(Source text):
-- -- --

# Rapido 741F 12V fridge fuse



## myfordturner (Nov 17, 2007)

I have a 2004 Rapido 741F and am having a problem with the Thetford fridge when it is on the 12V setting. Whilst we are travelling it is defrosting but works OK when hooked up to 240V or on gas. I think a fuse has blown but cannot find the fuse holder that is mentioned in the manual, the battery separator. I have checked the 20A fuse in the box under the bed and it is intact. The manual also suggests at the back of the control panel above the habitation door. Again nothing in there

Can anyone please direct me to the location of the appropriate fuse which protects this circuit whilst the engine is running.

Many thanks,

Jim Easton


----------



## Coulstock (Sep 2, 2008)

*Thetford Fridge - 12V Operation*

I've e-mailed Jim direct on this one - we've been bouncing it back and forward but Section V (Electricity ) Page 9 of the Rapido handbook shows a nice piccy of a CBE distribution block ( under the fixed bed on a 741F) and Fuse 15 is a 3A Output OUT + D - which comes out as a 12 V supply on the Aux socket at position E on a Red Cable Ref: 12V signal after start up (OUT +D) - I reckon despite the many confusing references in the handbook this is the Thetford fridge 12V control signal. The 12 V supply to the heater is Fuse 6 -a hefty 20A.


----------



## patmyhead (May 23, 2005)

-- -- --

(Listing):
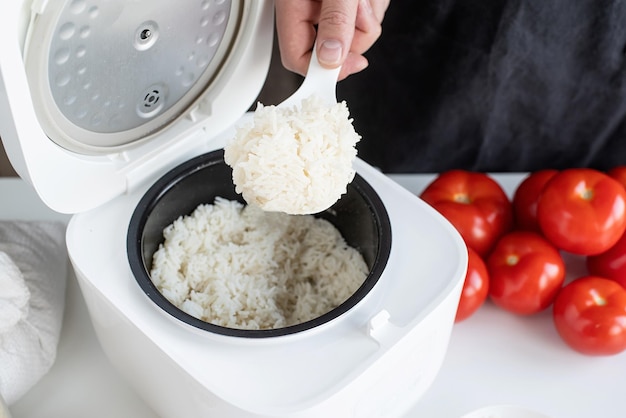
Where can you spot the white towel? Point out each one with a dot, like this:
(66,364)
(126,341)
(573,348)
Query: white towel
(33,275)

-- -- --

(To do):
**A.** Answer these questions from the fridge fuse thread:
(i) What rating is the fuse that Jim checked in the box under the bed?
(ii) Which fuse number is the 3A Output OUT + D?
(iii) Where on a 741F is the CBE distribution block located?
**B.** Transcribe the entries line for line, leaving out the picture.
The fridge fuse thread and the entries are unrelated to each other.

(Answer set):
**A.**
(i) 20A
(ii) Fuse 15
(iii) Under the fixed bed

**B.**
Where can you spot the white towel? Point out each one with a dot, like this:
(66,364)
(126,341)
(573,348)
Query: white towel
(33,275)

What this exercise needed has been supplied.